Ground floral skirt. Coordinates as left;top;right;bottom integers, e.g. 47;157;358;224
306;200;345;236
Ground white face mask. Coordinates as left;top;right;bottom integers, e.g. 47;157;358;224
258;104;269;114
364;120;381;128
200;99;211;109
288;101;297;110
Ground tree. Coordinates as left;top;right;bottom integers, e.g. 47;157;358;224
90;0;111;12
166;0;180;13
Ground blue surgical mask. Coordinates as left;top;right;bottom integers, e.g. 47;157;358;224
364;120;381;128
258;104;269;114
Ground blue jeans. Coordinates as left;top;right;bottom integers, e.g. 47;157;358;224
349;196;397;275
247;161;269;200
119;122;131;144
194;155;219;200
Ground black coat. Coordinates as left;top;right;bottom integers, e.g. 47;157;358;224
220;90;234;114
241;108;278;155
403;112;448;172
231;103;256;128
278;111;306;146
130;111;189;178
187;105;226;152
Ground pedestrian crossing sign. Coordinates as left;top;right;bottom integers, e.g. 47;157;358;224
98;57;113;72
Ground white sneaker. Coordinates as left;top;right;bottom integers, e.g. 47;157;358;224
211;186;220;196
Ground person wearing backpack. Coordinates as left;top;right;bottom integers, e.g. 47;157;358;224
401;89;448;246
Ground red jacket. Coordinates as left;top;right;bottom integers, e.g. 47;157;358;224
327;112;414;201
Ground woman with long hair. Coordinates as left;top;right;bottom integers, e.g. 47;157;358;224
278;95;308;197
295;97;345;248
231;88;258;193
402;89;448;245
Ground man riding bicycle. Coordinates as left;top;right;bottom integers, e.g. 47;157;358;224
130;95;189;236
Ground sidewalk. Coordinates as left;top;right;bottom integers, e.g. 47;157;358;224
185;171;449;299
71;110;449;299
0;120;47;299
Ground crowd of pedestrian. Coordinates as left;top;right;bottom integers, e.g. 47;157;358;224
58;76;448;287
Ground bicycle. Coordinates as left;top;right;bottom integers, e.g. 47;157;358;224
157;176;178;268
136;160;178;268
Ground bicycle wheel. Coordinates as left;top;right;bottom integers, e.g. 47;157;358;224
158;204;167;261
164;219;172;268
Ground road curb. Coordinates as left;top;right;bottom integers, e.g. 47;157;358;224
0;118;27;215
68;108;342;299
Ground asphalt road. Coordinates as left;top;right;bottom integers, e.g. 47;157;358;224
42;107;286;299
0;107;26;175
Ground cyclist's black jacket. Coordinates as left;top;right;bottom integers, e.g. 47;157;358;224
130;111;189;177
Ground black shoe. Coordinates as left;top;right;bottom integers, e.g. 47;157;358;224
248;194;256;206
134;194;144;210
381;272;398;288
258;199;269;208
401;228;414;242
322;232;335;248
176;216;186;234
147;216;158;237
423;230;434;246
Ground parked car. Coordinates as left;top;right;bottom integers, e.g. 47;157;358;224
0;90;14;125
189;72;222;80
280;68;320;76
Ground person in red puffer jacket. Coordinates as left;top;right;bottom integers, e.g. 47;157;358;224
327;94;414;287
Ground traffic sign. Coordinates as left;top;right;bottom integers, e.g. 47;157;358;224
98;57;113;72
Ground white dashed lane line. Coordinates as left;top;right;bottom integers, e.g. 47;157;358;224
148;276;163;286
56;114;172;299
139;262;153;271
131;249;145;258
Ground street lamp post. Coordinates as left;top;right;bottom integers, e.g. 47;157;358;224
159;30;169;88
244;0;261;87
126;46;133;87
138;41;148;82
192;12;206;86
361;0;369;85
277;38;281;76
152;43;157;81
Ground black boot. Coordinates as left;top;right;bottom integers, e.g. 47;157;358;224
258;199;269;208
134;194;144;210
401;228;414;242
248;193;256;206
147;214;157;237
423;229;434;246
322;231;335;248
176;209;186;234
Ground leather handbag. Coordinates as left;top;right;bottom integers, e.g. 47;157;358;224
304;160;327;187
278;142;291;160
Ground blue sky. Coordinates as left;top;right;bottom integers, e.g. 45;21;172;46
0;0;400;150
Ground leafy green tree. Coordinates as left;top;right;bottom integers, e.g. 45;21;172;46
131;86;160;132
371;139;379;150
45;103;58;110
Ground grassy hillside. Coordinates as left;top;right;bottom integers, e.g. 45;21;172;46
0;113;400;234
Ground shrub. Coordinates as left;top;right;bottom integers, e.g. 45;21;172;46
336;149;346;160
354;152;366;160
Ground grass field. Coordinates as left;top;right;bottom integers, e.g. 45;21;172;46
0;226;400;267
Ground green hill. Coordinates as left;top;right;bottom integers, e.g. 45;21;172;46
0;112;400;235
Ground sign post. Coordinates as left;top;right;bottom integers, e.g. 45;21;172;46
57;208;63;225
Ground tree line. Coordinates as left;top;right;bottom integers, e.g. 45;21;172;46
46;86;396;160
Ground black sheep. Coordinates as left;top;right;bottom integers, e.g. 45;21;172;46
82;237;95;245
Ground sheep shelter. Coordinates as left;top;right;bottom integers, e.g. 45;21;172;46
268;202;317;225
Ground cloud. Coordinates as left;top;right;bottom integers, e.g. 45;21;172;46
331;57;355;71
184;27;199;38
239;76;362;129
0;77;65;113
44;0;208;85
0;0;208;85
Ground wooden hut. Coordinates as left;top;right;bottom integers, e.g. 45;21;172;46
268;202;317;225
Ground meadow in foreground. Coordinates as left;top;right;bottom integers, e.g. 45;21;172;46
⁂
**Ihre Aufgabe**
Wiederholen Sie sämtliche Einträge oben Zeichen für Zeichen, ohne etwas daran zu ändern.

**Erwartete Antwort**
Ground floral skirt. Coordinates as left;top;right;bottom integers, e.g. 47;157;358;224
306;200;345;236
Ground white face mask. Coordinates as left;top;right;bottom integers, e.g. 47;157;358;224
258;104;269;114
364;120;381;128
200;99;211;109
288;101;297;110
Ground tree. Coordinates as left;top;right;bottom integers, e.g. 47;157;358;224
90;0;111;12
166;0;180;13
Ground blue surgical mask. Coordinates as left;top;right;bottom integers, e.g. 47;157;358;224
364;120;381;128
258;104;269;114
Ground blue jeans. Coordinates as left;top;right;bottom integers, e.g. 47;157;358;224
349;196;397;275
247;161;269;200
119;122;131;144
194;155;219;200
Ground black coat. Coordinates as left;top;right;bottom integers, e.g. 47;157;358;224
220;90;234;114
241;108;278;155
403;112;448;172
231;103;256;128
278;111;306;146
130;111;189;178
187;105;226;152
Ground pedestrian crossing sign. Coordinates as left;top;right;bottom integers, e.g. 47;157;358;224
98;57;113;72
Ground white sneaker. Coordinates as left;top;right;bottom integers, e.g. 47;157;358;224
211;186;220;196
Ground person wearing backpack. Coordinates as left;top;right;bottom integers, e.g. 47;157;358;224
401;89;448;246
Ground red jacket. Coordinates as left;top;right;bottom integers, e.g. 47;157;358;224
327;112;414;201
Ground woman with long hair. Coordinates as left;top;right;bottom integers, e.g. 47;157;358;224
278;95;308;197
295;97;345;248
231;88;258;193
402;89;448;245
Ground man riding bicycle. Coordinates as left;top;right;bottom integers, e.g. 47;157;358;224
130;95;189;236
Ground sidewalk. Coordinates as left;top;right;bottom integers, e.g. 47;157;358;224
185;171;449;299
71;110;449;299
0;120;47;299
Ground crowd of pedestrian. Coordinates as left;top;right;bottom integers, e.g. 47;157;358;224
58;76;448;287
Ground bicycle. Coordinates as left;top;right;bottom integers, e.g. 47;157;358;224
157;176;178;268
136;160;178;268
Ground bicycle wheel. Coordinates as left;top;right;bottom integers, e.g. 47;157;358;224
158;204;167;261
164;219;172;268
Ground road curb. Coordinates as left;top;right;bottom integers, e.g. 47;157;358;224
0;118;27;215
68;108;342;299
Ground asphalt road. Coordinates as left;top;right;bottom integers, e.g. 47;157;358;224
42;107;286;299
0;107;26;175
Ground cyclist's black jacket. Coordinates as left;top;right;bottom integers, e.g. 47;157;358;224
130;111;189;177
Ground black shoe. Coordinates as left;top;right;bottom integers, e.g. 47;157;358;224
248;194;256;206
134;194;144;210
381;272;398;288
258;199;269;208
401;228;414;242
322;232;335;248
176;216;186;234
147;216;158;237
423;230;434;246
Ground parked car. Coordinates as left;top;right;bottom integers, e.g. 47;157;358;224
0;90;14;125
189;72;222;80
280;68;320;76
Ground person in red puffer jacket. Coordinates as left;top;right;bottom integers, e.g. 47;157;358;224
327;94;414;287
Ground traffic sign. Coordinates as left;top;right;bottom integers, e.g. 47;157;358;224
98;57;113;72
Ground white dashed lane line. Coordinates as left;top;right;bottom integers, e.g. 47;157;358;224
148;276;163;286
56;114;172;299
139;262;153;271
131;249;145;258
Ground street lamp post. Coordinates as left;top;right;bottom integers, e.g. 47;157;358;224
159;30;169;88
244;0;261;87
126;46;133;87
138;41;148;82
192;12;206;86
361;0;369;85
277;38;281;76
152;43;157;81
Ground black boot. Coordinates as left;top;right;bottom integers, e.g. 47;157;358;224
258;199;269;208
134;194;144;210
401;228;414;242
248;193;256;206
147;214;157;237
423;229;434;246
322;231;335;248
176;209;186;234
Ground leather handbag. Coordinates as left;top;right;bottom integers, e.g. 47;157;358;224
304;160;327;187
278;142;291;160
Ground blue sky. Coordinates as left;top;right;bottom integers, e.g. 45;21;172;46
0;0;400;150
Ground leafy green tree. Coordinates as left;top;right;bottom integers, e.g. 45;21;172;46
131;86;160;132
371;139;379;150
45;103;58;110
Ground grassy hillside. Coordinates as left;top;right;bottom integers, e.g. 45;21;172;46
0;113;400;234
Ground shrub. Coordinates as left;top;right;bottom integers, e.g. 45;21;172;46
336;149;346;160
354;152;366;160
Ground grass field. Coordinates as left;top;right;bottom integers, e.g. 45;21;172;46
0;226;400;267
Ground green hill. Coordinates as left;top;right;bottom integers, e.g. 45;21;172;46
0;112;400;235
Ground sign post. Coordinates as left;top;right;bottom integers, e.g. 45;21;172;46
57;208;63;225
Ground tree line. Coordinates as left;top;right;bottom integers, e.g. 45;21;172;46
46;86;396;160
Ground black sheep. Coordinates as left;top;right;bottom integers, e.g. 45;21;172;46
82;237;95;245
Ground sheep shelter. Coordinates as left;top;right;bottom integers, e.g. 45;21;172;46
268;202;317;225
Ground cloud. Coordinates as left;top;right;bottom integers, e.g. 45;21;172;46
331;57;355;71
184;27;199;38
239;76;362;129
0;77;65;113
44;0;208;85
0;0;208;85
Ground wooden hut. Coordinates as left;top;right;bottom integers, e.g. 45;21;172;46
268;202;317;225
Ground meadow in foreground. Coordinates as left;top;right;bottom integers, e.g. 45;21;172;46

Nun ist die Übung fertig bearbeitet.